#### PROBLEM DESCRIPTION:
Reproduce each of the items below word for word, keeping every line in its original order.

#### TASK MATERIAL:
>> BEGIN

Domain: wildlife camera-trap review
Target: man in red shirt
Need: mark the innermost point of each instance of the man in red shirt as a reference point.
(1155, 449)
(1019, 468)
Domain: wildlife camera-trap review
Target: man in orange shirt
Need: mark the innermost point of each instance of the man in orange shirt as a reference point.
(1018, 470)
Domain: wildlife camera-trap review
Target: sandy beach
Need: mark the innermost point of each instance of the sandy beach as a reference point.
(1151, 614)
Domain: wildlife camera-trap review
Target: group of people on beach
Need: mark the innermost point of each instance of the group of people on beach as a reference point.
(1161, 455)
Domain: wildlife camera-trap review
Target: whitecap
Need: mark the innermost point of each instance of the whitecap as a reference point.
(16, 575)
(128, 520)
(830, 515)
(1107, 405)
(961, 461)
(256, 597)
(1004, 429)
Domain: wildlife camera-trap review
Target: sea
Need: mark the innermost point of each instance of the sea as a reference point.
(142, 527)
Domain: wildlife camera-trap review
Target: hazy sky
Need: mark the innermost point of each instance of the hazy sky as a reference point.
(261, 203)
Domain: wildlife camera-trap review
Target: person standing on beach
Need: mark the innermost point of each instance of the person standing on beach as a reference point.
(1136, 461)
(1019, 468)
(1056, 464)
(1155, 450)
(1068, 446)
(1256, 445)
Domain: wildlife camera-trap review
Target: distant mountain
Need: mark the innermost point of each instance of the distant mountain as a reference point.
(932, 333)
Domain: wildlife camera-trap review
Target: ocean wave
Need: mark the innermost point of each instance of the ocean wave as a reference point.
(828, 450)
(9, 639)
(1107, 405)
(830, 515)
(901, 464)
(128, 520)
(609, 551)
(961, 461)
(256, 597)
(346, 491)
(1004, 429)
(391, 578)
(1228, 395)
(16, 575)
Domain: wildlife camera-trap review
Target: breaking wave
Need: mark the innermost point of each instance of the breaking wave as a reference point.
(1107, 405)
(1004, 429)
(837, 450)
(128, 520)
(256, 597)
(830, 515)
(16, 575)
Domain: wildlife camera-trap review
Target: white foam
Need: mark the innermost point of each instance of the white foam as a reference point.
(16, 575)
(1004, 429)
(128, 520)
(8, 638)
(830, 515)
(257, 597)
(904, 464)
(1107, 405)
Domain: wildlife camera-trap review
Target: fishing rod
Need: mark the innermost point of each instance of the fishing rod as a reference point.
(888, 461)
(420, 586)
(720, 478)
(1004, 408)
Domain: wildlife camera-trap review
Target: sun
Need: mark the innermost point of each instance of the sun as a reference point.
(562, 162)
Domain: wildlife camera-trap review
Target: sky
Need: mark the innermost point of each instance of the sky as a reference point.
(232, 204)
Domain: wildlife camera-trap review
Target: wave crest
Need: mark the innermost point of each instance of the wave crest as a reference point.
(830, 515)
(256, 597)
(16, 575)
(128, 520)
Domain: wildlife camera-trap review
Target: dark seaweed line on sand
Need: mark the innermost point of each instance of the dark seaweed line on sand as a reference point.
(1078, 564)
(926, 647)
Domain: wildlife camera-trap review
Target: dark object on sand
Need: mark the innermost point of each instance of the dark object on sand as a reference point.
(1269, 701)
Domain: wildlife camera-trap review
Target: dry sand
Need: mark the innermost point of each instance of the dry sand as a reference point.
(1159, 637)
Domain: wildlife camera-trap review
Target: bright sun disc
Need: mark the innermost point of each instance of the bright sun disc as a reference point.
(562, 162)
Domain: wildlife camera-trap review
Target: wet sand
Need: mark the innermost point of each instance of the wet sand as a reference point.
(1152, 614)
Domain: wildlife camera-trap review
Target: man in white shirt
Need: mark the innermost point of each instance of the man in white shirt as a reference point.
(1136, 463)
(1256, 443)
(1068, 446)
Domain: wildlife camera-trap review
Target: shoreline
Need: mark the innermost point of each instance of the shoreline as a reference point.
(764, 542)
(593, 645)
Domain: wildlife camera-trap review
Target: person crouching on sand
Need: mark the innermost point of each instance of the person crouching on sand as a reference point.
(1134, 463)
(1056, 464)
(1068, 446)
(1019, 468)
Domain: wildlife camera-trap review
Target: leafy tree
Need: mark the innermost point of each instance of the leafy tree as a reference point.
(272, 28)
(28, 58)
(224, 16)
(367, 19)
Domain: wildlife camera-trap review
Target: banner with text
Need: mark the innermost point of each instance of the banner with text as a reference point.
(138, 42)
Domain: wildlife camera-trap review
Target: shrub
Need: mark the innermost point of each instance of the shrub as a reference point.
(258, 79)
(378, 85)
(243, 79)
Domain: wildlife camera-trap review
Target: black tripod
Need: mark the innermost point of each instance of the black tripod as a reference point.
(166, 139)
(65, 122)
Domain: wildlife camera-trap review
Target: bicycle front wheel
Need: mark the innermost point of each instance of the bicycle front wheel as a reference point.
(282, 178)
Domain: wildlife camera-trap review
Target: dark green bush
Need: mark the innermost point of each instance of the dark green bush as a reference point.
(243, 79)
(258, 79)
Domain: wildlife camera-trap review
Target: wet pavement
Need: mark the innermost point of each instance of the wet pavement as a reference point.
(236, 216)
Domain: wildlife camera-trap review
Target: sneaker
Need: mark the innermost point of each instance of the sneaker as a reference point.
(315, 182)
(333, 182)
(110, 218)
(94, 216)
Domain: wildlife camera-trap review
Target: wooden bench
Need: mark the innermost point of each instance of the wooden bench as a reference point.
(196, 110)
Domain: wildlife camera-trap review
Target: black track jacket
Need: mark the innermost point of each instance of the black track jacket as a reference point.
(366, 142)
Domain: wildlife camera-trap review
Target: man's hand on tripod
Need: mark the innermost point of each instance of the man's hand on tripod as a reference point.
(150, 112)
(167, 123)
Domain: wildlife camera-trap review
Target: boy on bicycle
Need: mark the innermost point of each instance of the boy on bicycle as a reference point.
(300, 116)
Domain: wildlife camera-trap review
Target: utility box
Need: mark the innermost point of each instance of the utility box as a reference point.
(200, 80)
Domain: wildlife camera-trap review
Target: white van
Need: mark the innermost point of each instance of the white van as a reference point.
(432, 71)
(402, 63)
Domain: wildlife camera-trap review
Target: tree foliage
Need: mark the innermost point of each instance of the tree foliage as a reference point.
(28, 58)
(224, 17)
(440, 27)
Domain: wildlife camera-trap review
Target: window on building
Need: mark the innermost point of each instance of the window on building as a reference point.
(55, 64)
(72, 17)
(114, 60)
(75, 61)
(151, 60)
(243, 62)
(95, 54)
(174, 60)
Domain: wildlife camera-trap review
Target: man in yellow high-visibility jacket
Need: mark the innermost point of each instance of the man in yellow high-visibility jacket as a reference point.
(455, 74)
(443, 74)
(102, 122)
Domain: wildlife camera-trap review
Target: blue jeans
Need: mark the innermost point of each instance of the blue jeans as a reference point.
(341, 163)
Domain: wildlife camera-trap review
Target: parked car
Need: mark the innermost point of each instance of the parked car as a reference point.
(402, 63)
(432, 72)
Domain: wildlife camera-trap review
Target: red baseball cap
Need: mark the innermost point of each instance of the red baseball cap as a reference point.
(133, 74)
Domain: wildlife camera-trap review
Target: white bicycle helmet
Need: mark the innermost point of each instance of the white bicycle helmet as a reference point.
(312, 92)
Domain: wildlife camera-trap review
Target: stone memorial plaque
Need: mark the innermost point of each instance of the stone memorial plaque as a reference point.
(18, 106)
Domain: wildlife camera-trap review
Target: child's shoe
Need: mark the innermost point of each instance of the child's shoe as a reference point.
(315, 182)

>> END

#### REPLY:
Domain: wildlife camera-trap review
Target: man in red shirt
Need: mark the innermost point of each instance of the man in red shirt as a reference point.
(1155, 449)
(1019, 468)
Domain: wildlife camera-trap review
Target: man in orange shirt
Need: mark the innermost point of each instance of the man in orange shirt as a reference point.
(1018, 470)
Domain: wildlife camera-trap review
Target: sandy beach
Need: mark the innermost point of each instance of the sandy beach as a reference point.
(1151, 614)
Domain: wildlife camera-trap review
Target: group of people on beach
Need: mark the innermost point of each instance of the group of people on beach as a reference point.
(1161, 455)
Domain: wildlife camera-trap review
Target: whitecap
Need: mark the innermost point of each instance of the whitecap as a reference point.
(16, 575)
(128, 520)
(830, 515)
(1107, 405)
(961, 461)
(256, 597)
(1004, 429)
Domain: wildlife camera-trap review
Target: sea
Need: mark the innermost point of each instance of the sea as a reference point.
(142, 527)
Domain: wildlife camera-trap review
Target: hazy sky
Need: mark the innermost point of each instance of the hazy sky as a reference point.
(261, 203)
Domain: wildlife camera-trap review
Target: person standing on beach
Need: mark the innermost point of each instance of the person standing on beach as a reference point.
(1136, 461)
(1019, 468)
(1056, 464)
(1155, 450)
(1068, 446)
(1256, 445)
Domain: wildlife camera-trap review
Target: distant mountain
Need: mark the innermost point of each instance of the distant mountain as a reference point.
(932, 333)
Domain: wildlife camera-trap review
Target: ocean wave
Need: mark the innermost point of each instance of the ocean wave as a reference point.
(828, 450)
(9, 639)
(1107, 405)
(830, 515)
(901, 464)
(128, 520)
(609, 551)
(961, 461)
(256, 597)
(346, 491)
(1004, 429)
(391, 578)
(1228, 395)
(16, 575)
Domain: wildlife camera-trap review
Target: breaking wave
Need: mark the innermost point of each instance of the breaking wave as a reference point.
(1107, 405)
(1004, 429)
(837, 450)
(128, 520)
(256, 597)
(830, 515)
(16, 575)
Domain: wildlife camera-trap review
Target: white foam
Need: mark the innermost point of each instance of the white foam as a reference point.
(16, 575)
(1004, 429)
(128, 520)
(8, 638)
(830, 515)
(257, 597)
(904, 464)
(1107, 405)
Domain: wildlife camera-trap review
Target: fishing rod
Need: mark the innermost point of each instance of the fishing rod as a reference point.
(888, 461)
(420, 586)
(720, 478)
(1004, 408)
Domain: wildlife camera-trap review
Target: sun
Need: mark the innermost point of each instance of the sun as a reference point.
(562, 162)
Domain: wildlife camera-trap review
Target: sky
Need: mark the innermost point of each instance of the sky as a reference point.
(232, 204)
Domain: wildlife camera-trap review
Target: wave crest
Need: mark the innermost point of each instance of the wave crest as a reference point.
(830, 515)
(256, 597)
(16, 575)
(128, 520)
Domain: wildlife camera-trap review
Target: dark seaweed line on sand
Need: mark the innermost point of each instance of the dark seaweed line on sand as a reference point.
(1078, 564)
(926, 647)
Domain: wildlife camera-trap review
Target: dark object on sand
Need: mark the innermost point of each instance of the dark object on sand as a reference point.
(1269, 701)
Domain: wildlife camera-trap review
Target: dry sand
Need: mark the innermost point of each instance of the dry sand as a reference point.
(1159, 637)
Domain: wildlife camera-trap review
Target: bright sun disc
Need: mark the innermost point of each instance of the bright sun disc as a reference point.
(562, 162)
Domain: wildlife camera-trap review
Target: wet sand
Need: mark the innermost point of each instance of the wet sand as a reference point.
(1152, 614)
Domain: wildlife camera-trap review
Target: man in white shirt
Need: mark the innermost point of each instance of the man in white shirt as a reference point.
(1136, 463)
(1256, 443)
(1068, 446)
Domain: wildlife camera-trap review
Target: shoreline
Need: mark the innermost point of each instance of the shoreline as a reference point.
(764, 542)
(593, 645)
Domain: wildlife camera-trap review
Target: person crouching on sand
Need: mark the innermost point of each instance of the person crouching on sand as a reference point.
(1134, 463)
(1056, 464)
(1068, 446)
(1019, 468)
Domain: wildlife camera-trap review
Target: leafy tree
Need: mark the innermost point of each instance of the leafy tree as a reference point.
(272, 28)
(28, 58)
(224, 16)
(367, 19)
Domain: wildlife camera-trap review
Target: banner with text
Need: mark the innermost point of each instance of the banner with text as a reference point.
(138, 42)
Domain: wildlife camera-trap review
Target: shrub
Need: mark the innermost point of each instance of the shrub as a reference point.
(258, 79)
(378, 85)
(243, 79)
Domain: wildlife camera-trap review
Target: black tripod
Need: mark the innermost point of each instance of the black tripod as a reference point.
(166, 139)
(65, 122)
Domain: wildlife camera-trap review
Target: bicycle front wheel
Need: mark the innermost point of each instance of the bicycle front wheel as a reference point.
(282, 178)
Domain: wildlife camera-trap review
Target: dark green bush
Need: mark the innermost point of each instance of the dark green bush as a reference point.
(243, 79)
(258, 79)
Domain: wildlife camera-trap review
Target: wet pavement
Need: mark the innermost point of each instance of the wet pavement as a reference point.
(236, 216)
Domain: wildlife camera-trap review
Target: sneaker
Need: mark the innermost point of each instance of the sneaker as a reference point.
(315, 182)
(333, 182)
(110, 218)
(94, 216)
Domain: wildlife camera-trap review
Target: wooden bench
Need: mark the innermost point of each instance of the wooden bench as a reference point.
(196, 110)
Domain: wildlife camera-trap review
Target: black track jacket
Need: mark the innermost point of each instance of the black track jacket as a reference point.
(366, 142)
Domain: wildlife camera-trap review
Target: man's hand on tripod
Need: mark the innermost point of each instance of the man's hand on tripod as a reference point.
(150, 112)
(167, 123)
Domain: wildlife camera-trap review
Target: boy on bicycle
Need: mark the innermost point of each instance of the boy on bicycle as a reference point.
(300, 116)
Domain: wildlife camera-trap review
Target: utility box
Need: mark the innermost point of each instance of the utility box as a reference point.
(200, 80)
Domain: wildlife camera-trap review
Target: white van
Need: mark the innermost point of each instance of the white van as a reference point.
(432, 71)
(402, 63)
Domain: wildlife camera-trap review
Target: tree foliage
Need: mark the innermost point of each instance of the tree foliage as a reference point.
(28, 58)
(224, 17)
(440, 27)
Domain: wildlife camera-trap review
Target: window on building
Need: mark the innermost point of each instance of the window on building as a reference point.
(55, 64)
(72, 17)
(114, 60)
(75, 61)
(151, 60)
(243, 62)
(95, 54)
(174, 60)
Domain: wildlife camera-trap review
Target: man in yellow high-visibility jacket
Need: mark the innermost point of each instance of the man in yellow high-visibility jacket as a reference point.
(455, 74)
(443, 74)
(102, 122)
Domain: wildlife camera-trap review
Target: blue jeans
Need: mark the innermost point of each instance of the blue jeans as a reference point.
(341, 163)
Domain: wildlife camera-trap review
Target: parked car
Need: mark the innermost point of each instance of the parked car as a reference point.
(402, 63)
(432, 72)
Domain: wildlife camera-trap review
Target: red baseball cap
Need: mark the innermost point of each instance of the red baseball cap as a reference point.
(133, 74)
Domain: wildlife camera-trap review
Target: white bicycle helmet
Need: mark the innermost point of each instance of the white bicycle helmet as a reference point.
(312, 92)
Domain: wildlife camera-trap review
Target: stone memorial plaque
Need: mark the innermost point of each instance of the stone memorial plaque as a reference point.
(18, 106)
Domain: wildlife camera-trap review
Target: child's shoe
Need: mark the innermost point of each instance of the child's shoe as a reference point.
(315, 182)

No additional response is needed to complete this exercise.